*Gegebene Aufgabe*. Gib aus den folgenden Datensätzen den Abschnitt von der Zeile mit „Mark the white cumulus“ bis einschließlich der Zeile mit „[214,57,500,128]“ wortwörtlich wieder.

#####

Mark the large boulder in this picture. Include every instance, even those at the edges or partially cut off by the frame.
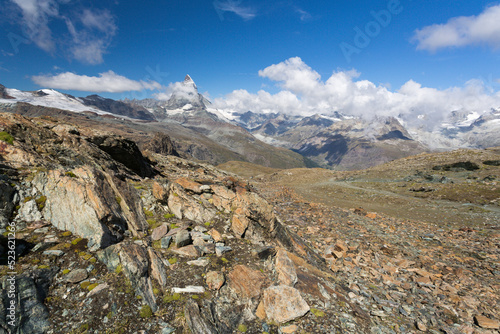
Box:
[97,243,158,312]
[33,166,147,249]
[88,136,154,177]
[144,132,179,157]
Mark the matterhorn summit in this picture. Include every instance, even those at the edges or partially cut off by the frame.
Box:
[165,74,210,111]
[184,74,196,88]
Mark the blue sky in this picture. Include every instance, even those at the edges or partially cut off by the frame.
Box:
[0,0,500,118]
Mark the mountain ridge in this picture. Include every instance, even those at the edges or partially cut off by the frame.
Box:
[0,75,500,170]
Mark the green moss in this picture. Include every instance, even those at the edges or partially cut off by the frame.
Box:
[139,305,153,318]
[80,324,89,333]
[78,252,92,261]
[35,196,47,210]
[71,238,83,245]
[0,131,14,145]
[64,172,78,177]
[311,308,325,318]
[152,239,161,249]
[80,281,91,289]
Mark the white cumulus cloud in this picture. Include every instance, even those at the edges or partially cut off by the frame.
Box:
[213,0,257,20]
[413,5,500,52]
[32,71,162,93]
[214,57,500,128]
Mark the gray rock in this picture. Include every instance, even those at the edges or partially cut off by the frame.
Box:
[43,249,64,257]
[15,199,43,222]
[184,299,217,334]
[64,269,88,283]
[215,245,233,256]
[151,224,168,241]
[97,243,158,312]
[161,236,172,249]
[0,179,15,228]
[33,167,147,250]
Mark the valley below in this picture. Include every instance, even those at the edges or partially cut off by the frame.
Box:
[0,105,500,334]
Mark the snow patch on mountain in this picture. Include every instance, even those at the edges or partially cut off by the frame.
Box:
[0,88,111,115]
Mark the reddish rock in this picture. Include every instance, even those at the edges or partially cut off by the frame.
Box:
[205,271,226,290]
[231,213,250,238]
[275,249,297,286]
[474,315,500,329]
[208,228,224,242]
[151,224,168,241]
[172,245,200,257]
[262,285,310,324]
[153,181,168,202]
[228,264,266,298]
[175,177,201,194]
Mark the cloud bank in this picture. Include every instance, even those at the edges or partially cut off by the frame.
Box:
[213,0,257,20]
[31,71,162,93]
[214,57,500,127]
[413,5,500,52]
[11,0,117,65]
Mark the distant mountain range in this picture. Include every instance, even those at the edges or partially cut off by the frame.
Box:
[0,75,500,169]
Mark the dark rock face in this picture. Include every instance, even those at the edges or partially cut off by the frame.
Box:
[89,136,153,177]
[81,95,155,121]
[0,268,59,334]
[144,132,179,157]
[0,178,15,228]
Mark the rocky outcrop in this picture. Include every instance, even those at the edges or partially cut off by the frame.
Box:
[33,167,146,249]
[0,178,16,228]
[98,243,158,312]
[0,268,59,334]
[144,132,179,157]
[80,95,155,121]
[89,136,154,177]
[262,285,310,323]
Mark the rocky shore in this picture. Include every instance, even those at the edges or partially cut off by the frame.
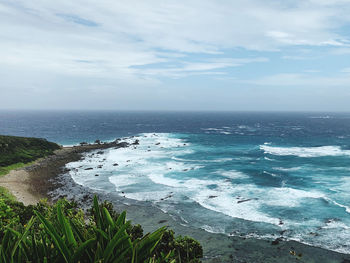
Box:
[0,140,350,263]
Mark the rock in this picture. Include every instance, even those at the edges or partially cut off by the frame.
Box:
[271,237,283,246]
[116,142,129,148]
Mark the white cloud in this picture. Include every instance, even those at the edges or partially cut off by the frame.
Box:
[0,0,350,109]
[238,71,350,88]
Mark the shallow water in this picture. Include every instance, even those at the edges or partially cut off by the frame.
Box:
[0,112,350,253]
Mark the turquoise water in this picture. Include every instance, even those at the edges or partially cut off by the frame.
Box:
[0,112,350,253]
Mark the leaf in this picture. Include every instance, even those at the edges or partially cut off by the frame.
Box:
[57,203,77,247]
[34,211,71,263]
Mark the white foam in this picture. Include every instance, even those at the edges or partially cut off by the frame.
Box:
[260,145,350,157]
[273,167,302,172]
[324,197,350,214]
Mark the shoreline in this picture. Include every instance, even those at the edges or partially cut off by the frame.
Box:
[0,140,350,263]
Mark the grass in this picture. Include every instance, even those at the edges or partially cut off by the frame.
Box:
[0,186,16,202]
[0,135,60,168]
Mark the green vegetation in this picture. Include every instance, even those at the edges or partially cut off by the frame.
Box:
[0,162,34,176]
[0,193,203,263]
[0,135,60,168]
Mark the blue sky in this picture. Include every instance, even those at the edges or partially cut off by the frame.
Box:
[0,0,350,111]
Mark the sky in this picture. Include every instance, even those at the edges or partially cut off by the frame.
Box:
[0,0,350,111]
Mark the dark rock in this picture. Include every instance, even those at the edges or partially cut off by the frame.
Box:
[116,142,129,148]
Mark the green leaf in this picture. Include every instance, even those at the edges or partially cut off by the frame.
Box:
[57,203,77,247]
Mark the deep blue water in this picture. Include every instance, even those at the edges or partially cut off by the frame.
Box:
[0,111,350,253]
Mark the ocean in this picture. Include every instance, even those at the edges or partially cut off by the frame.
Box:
[0,111,350,253]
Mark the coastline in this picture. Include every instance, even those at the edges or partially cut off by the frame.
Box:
[0,141,350,263]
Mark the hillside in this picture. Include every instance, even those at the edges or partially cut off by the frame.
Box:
[0,135,60,169]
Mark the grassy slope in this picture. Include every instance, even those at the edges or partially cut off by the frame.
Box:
[0,135,60,175]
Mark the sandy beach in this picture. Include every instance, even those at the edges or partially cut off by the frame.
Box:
[0,142,350,263]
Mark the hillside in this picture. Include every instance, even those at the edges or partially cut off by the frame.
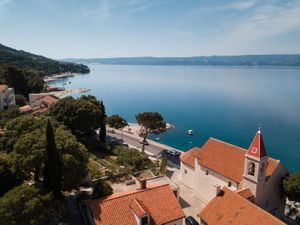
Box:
[0,44,90,75]
[65,54,300,66]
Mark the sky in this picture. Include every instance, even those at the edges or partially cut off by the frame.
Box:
[0,0,300,59]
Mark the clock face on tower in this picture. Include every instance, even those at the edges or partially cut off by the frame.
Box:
[251,147,257,155]
[248,162,255,176]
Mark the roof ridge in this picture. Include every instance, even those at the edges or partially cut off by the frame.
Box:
[204,137,247,151]
[98,184,169,202]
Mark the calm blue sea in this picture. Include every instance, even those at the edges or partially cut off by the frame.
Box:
[52,65,300,171]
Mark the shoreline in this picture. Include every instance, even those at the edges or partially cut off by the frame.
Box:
[43,72,80,83]
[49,88,91,98]
[43,72,91,98]
[107,123,185,156]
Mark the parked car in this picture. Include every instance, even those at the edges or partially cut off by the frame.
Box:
[159,149,180,165]
[185,216,199,225]
[140,139,149,145]
[122,143,129,148]
[107,128,115,134]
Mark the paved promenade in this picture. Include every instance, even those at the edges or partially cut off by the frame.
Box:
[107,130,182,157]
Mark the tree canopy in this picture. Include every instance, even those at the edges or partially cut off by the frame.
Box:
[0,184,53,225]
[0,44,90,76]
[106,115,128,129]
[43,120,62,197]
[1,115,89,190]
[48,96,103,137]
[135,112,166,153]
[0,66,45,98]
[0,155,21,197]
[282,173,300,202]
[93,180,113,198]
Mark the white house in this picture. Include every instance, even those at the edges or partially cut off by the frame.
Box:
[181,130,287,217]
[0,85,16,110]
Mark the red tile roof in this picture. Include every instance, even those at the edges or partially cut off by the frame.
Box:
[180,147,201,168]
[42,95,59,105]
[198,187,285,225]
[0,84,7,92]
[19,105,32,112]
[129,198,150,218]
[235,188,254,199]
[88,184,185,225]
[181,138,279,183]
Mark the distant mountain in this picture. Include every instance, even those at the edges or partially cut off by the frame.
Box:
[65,54,300,66]
[0,44,90,75]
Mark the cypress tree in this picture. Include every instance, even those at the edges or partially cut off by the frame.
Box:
[43,120,62,197]
[99,101,106,142]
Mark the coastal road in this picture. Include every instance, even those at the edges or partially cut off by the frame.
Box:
[107,130,178,157]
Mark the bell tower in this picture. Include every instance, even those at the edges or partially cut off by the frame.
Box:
[242,128,268,204]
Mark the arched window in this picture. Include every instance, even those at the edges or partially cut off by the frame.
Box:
[248,162,255,176]
[259,163,265,172]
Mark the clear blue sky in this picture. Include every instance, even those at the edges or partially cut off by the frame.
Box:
[0,0,300,58]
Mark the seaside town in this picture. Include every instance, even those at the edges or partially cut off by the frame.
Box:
[0,69,300,225]
[0,0,300,225]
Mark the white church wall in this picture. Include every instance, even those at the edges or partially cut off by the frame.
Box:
[195,165,238,202]
[257,164,287,217]
[180,162,195,189]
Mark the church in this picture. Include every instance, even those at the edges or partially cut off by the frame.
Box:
[180,129,288,217]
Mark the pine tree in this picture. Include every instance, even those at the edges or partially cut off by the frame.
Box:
[43,120,62,197]
[99,101,106,142]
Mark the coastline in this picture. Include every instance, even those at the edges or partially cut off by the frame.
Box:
[43,72,91,98]
[49,88,91,98]
[43,72,80,83]
[107,123,185,157]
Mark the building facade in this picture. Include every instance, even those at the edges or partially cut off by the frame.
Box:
[181,130,287,217]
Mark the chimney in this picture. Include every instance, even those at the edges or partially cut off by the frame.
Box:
[139,178,147,189]
[215,184,221,196]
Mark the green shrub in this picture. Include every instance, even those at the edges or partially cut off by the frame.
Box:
[93,180,113,198]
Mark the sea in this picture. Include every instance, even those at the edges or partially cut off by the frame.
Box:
[50,64,300,172]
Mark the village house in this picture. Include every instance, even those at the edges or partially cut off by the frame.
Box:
[0,84,16,110]
[86,179,185,225]
[180,130,288,220]
[20,93,59,115]
[198,187,286,225]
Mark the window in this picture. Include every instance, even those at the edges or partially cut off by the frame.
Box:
[142,216,148,225]
[248,162,255,176]
[266,200,269,208]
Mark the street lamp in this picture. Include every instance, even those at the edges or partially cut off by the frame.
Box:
[122,120,126,143]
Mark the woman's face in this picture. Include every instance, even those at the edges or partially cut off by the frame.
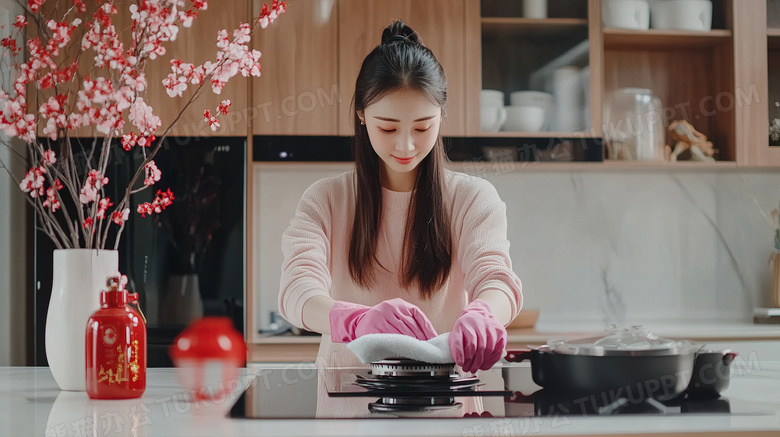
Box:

#####

*Lösung*.
Mark the white cumulus cloud in this picture. Include every instance, even those at the edges or partially cut off by the frame.
Box:
[213,0,257,20]
[413,5,500,52]
[32,71,162,93]
[214,57,500,128]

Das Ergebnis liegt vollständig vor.